What you will do:
Quote each of the lines below word for word, from the first one to the last.

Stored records
## Begin

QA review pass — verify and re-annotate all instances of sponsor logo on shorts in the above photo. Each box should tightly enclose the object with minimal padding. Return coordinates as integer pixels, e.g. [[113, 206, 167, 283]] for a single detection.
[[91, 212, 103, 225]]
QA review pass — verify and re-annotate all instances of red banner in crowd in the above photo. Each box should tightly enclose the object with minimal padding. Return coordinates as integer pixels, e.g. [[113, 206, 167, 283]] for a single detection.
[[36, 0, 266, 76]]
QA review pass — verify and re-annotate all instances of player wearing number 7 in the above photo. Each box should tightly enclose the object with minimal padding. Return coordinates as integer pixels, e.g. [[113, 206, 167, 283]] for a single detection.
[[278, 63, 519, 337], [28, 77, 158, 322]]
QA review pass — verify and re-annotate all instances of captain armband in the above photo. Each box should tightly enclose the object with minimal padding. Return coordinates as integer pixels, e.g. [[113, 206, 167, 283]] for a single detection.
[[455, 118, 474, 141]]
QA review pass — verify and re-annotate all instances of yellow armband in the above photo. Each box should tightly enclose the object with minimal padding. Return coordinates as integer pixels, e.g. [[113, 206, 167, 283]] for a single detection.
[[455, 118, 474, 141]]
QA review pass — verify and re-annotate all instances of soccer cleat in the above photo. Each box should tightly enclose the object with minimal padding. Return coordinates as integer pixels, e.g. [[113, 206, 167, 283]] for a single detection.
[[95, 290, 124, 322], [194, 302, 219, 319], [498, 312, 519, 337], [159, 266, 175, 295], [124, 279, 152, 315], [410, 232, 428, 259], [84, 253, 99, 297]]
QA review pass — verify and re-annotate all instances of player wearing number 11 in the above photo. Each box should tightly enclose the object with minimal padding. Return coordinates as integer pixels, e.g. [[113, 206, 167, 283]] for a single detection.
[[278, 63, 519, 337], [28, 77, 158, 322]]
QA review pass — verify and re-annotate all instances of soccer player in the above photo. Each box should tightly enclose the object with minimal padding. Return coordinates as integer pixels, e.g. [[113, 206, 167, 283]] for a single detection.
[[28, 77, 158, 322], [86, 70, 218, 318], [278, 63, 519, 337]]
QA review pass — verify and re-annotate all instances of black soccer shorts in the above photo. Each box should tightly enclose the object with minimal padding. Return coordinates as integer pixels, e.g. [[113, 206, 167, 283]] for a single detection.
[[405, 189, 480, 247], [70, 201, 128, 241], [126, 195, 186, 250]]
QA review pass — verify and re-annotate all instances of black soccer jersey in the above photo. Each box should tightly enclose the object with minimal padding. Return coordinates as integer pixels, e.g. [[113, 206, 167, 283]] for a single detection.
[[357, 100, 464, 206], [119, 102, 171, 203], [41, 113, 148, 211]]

## End

Answer for this exercise:
QA review pass — verify and re-annotate all instances of sponsor logo on shorts in the above photo. Each box should tightly enclose the object with minimal padding. Return coordinates as integer pixels, e.g. [[113, 206, 167, 283]] for a single detection.
[[91, 212, 103, 225]]
QA review pass — verify and re-annotate all instances of red banner in crowd in the above photo. Each box should tightly enclose the object with minimal padding. Return coordinates as integer pixels, e.g. [[113, 206, 167, 283]] for a single detection.
[[36, 0, 266, 76]]
QA review pass — verify and re-annotate all instances of player wearing number 7 in the above photo. Each box should tightly enclose the object with minimal padding. Return coordinates as integer pixels, e.g. [[113, 206, 167, 283]] for a single detection.
[[278, 63, 519, 337], [28, 77, 158, 322]]
QA review pass — verify and re-annotate all instances of captain armband in the above photo. Each box should tightly enclose the object with minimal padding. Return coordinates as integer pixels, e.g. [[113, 206, 167, 283]] for a single detection.
[[455, 118, 474, 141]]
QA review pass — verify and re-annotate all instances of yellow armband in the above photo. Each box should tightly enclose the object with minimal padding. Return coordinates as integer pixels, e.g. [[113, 206, 167, 283]] for a single detection.
[[455, 118, 474, 141]]
QA review pass — verify and re-annotate all instances of soccer cleat in the above photo. Each box should tightly enclose the object with minimal padding. Return coordinates as integer pixels, e.g. [[113, 206, 167, 283]] for a single detection.
[[95, 290, 124, 322], [194, 302, 219, 319], [498, 312, 519, 337], [159, 266, 175, 295], [124, 279, 152, 315], [410, 232, 428, 259], [84, 253, 99, 297]]
QA review pass — verify and re-annotate all instances of player wearing number 11 in the above photo. Each box should tightly enclose the object with minimal padding. Return coordinates as integer pixels, e.g. [[113, 206, 167, 283]] for a single detection.
[[278, 63, 519, 337], [28, 77, 158, 322]]
QA review pass — verify and re-annotate all instances of soccer player in the above photo. Each box should tightly enclose the object with minimal padding. Return coordinates as integer pixels, e.g. [[113, 206, 167, 283]] for a single detection.
[[28, 77, 158, 322], [86, 70, 218, 318], [278, 63, 519, 337]]
QA review pass — verify and re-annotate all instances of black soccer shorts in the above photo. Each box should tightly enclose the object with minimal padding. Return coordinates as integer pixels, e.g. [[113, 206, 167, 283]] for a single detection.
[[405, 189, 480, 247], [70, 201, 128, 241], [126, 195, 186, 250]]
QA review pass — verify and re-annotate all instances of black soccer jersey in the above photo. Each box should tightly enclose the object with minimal padding. Return coordinates as integer pixels, e.g. [[113, 206, 167, 283]] for a single detection.
[[357, 100, 464, 206], [119, 102, 171, 203], [41, 113, 148, 211]]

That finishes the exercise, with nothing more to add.